In his private architectural firm in Fayetteville, he designed 135 homes, 15 chapels, and a few commercial buildings. These projects are predominantly located in Arkansas, although a few of them are scattered elsewhere across the United States. His 1980 design for Thorncrown Chapel in Eureka Springs, Ark., put him firmly on the national and international stage. It won an AIA Honor Award in 1981, and in 2000, architects voted it one of the top five 20th-century buildings by an American architect.
The Thorncrown design exhibited Fay's unique skill in engineering and architecture, producing a lattice-like construction of frame and glass. It appears both Modern and Gothic simultaneously, creating a cathedral space open to nature and as graceful as a canopy of trees. His use of a metal discontinuous crossing connector accommodates tensile wood connection in a common plane. The void in the center of the connector exhibits the openness of the frame, and its central purpose is the creation of space.
He soon followed with the design of the Mildred B. Cooper Memorial Chapel in Bella Vista, Ark., which more fully integrates metal and wood in a Gothic shape with pointed arches. This design demonstrates Fay's continued quest for a light and airy structure that could engage the user with the spiritual qualities of nature. He reinterprets Frank Lloyd Wright's mantra of organic architecture through a search for lightness never experienced in a Wright building.
Fay's many homes are explorations in light and space through the use of native stone, glass, and wood. Broad stone terraces integrate interior and exterior space in the wild climate of the Arkansas countryside. Most of Fay's houses are one story, although they often involve several level changes as the home engages the undulating terrain of the Ozark hillsides.
In both his own modest home in Fayetteville and in the cabin “Stoneflower,” in Eden Isle, Ark., he incorporated a lower level built into natural rock grotto formations. Spring rains seep through the rock and form controlled pools of water. Light is brought in from above to illuminate the grottos and works to create interesting shadows along the rock ledges. Fay had a studio adjacent to the grotto in his own home, and in his final years, he kept busy painting intricate flower patterns on days when he felt well enough to work.
In 1990, the AIA honored Fay Jones' career by awarding him with the AIA Gold Medal. Prince Charles of Great Britain presented it to Fay, characterizing him as a “powerful and special genius who embodies nearly all the qualities we admire in an architect.” Those of us who had the good fortune to spend time with this great man continually witnessed that power being expressed through humility and genius—and intertwined with good humor.
He attributed his sense of humor to growing up with the name Fay and then marrying a beautiful woman whose nickname is Gus (Mary Elizabeth). Of his Arkansas place of birth, education, and practice, he said, “I live in the hotbed of tranquility.”
Fay Jones died peacefully at his home in Fayetteville, Ark., on August 30, 2004, from complications of heart problems and Parkinson's disease. He was 83.
Dale Mulfinger, FAIA, is a principal of SALA Architects, in Minneapolis, and is an adjunct professor of architecture at the University of Minnesota. In 2003, he served as the Fay Jones Guest Professor at the University of Arkansas. He is also the co-author of The Cabin (The Taunton Press, 2001) and the author of The Getaway Home (The Taunton Press, 2004).

____________

What is needed:
According to the text about architect Fay Jones, which award did Thorncrown Chapel win in 1981?

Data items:

____________

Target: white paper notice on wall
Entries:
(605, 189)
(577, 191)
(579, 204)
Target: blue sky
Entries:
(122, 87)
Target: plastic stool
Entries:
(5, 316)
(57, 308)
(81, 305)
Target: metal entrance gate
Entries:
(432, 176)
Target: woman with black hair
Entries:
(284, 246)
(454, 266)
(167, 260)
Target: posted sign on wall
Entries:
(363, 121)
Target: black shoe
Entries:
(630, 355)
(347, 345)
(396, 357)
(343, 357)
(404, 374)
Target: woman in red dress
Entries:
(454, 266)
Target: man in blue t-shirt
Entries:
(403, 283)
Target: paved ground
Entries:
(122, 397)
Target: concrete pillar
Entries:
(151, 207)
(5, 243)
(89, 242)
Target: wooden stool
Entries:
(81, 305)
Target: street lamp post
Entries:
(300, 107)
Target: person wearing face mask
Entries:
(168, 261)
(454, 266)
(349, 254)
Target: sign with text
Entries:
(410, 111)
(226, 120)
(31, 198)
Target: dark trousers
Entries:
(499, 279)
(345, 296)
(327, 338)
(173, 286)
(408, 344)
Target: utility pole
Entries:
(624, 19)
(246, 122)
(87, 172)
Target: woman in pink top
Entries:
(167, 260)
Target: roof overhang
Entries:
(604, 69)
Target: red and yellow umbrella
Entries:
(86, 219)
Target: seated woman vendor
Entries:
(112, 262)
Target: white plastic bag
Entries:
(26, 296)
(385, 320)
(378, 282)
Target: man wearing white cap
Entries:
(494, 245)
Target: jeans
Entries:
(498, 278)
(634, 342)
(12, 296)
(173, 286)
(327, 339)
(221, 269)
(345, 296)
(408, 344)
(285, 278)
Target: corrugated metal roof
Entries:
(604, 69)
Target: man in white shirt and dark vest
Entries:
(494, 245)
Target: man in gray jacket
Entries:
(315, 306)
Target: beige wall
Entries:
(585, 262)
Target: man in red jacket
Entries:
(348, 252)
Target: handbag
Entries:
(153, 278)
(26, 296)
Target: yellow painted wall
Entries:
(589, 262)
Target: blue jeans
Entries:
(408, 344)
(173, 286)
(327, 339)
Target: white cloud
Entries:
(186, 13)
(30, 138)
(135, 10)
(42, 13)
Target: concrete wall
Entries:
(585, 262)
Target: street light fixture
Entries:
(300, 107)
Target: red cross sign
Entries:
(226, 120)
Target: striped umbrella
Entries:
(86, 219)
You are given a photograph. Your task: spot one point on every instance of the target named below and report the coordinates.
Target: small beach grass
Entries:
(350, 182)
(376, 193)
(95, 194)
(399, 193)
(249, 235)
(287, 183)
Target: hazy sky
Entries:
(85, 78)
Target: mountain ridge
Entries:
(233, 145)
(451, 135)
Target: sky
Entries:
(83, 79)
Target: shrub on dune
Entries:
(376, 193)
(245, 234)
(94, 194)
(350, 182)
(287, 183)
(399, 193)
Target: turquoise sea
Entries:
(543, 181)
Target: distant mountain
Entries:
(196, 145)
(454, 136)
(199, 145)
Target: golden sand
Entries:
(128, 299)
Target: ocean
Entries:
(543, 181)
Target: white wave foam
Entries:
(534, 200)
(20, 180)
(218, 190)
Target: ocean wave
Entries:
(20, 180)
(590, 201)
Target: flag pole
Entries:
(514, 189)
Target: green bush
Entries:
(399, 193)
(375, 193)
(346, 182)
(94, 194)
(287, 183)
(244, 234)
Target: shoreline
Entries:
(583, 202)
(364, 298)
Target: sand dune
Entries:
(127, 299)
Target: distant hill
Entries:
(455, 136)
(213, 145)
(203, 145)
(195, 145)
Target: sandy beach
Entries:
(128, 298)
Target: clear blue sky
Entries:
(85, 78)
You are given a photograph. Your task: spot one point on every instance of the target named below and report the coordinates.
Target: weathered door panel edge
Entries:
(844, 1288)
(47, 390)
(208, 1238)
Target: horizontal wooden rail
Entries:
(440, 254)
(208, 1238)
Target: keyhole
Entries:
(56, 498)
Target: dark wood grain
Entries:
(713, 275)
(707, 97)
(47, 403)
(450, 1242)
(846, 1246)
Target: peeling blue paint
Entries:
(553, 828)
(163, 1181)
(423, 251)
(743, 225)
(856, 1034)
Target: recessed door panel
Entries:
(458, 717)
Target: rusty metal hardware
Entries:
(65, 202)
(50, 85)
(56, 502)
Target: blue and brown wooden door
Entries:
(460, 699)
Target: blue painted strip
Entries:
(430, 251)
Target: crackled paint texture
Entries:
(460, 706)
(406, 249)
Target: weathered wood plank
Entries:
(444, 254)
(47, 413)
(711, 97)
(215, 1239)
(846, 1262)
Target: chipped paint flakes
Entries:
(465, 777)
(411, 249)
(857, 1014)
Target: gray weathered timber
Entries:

____________

Answer section:
An AIA Honor Award.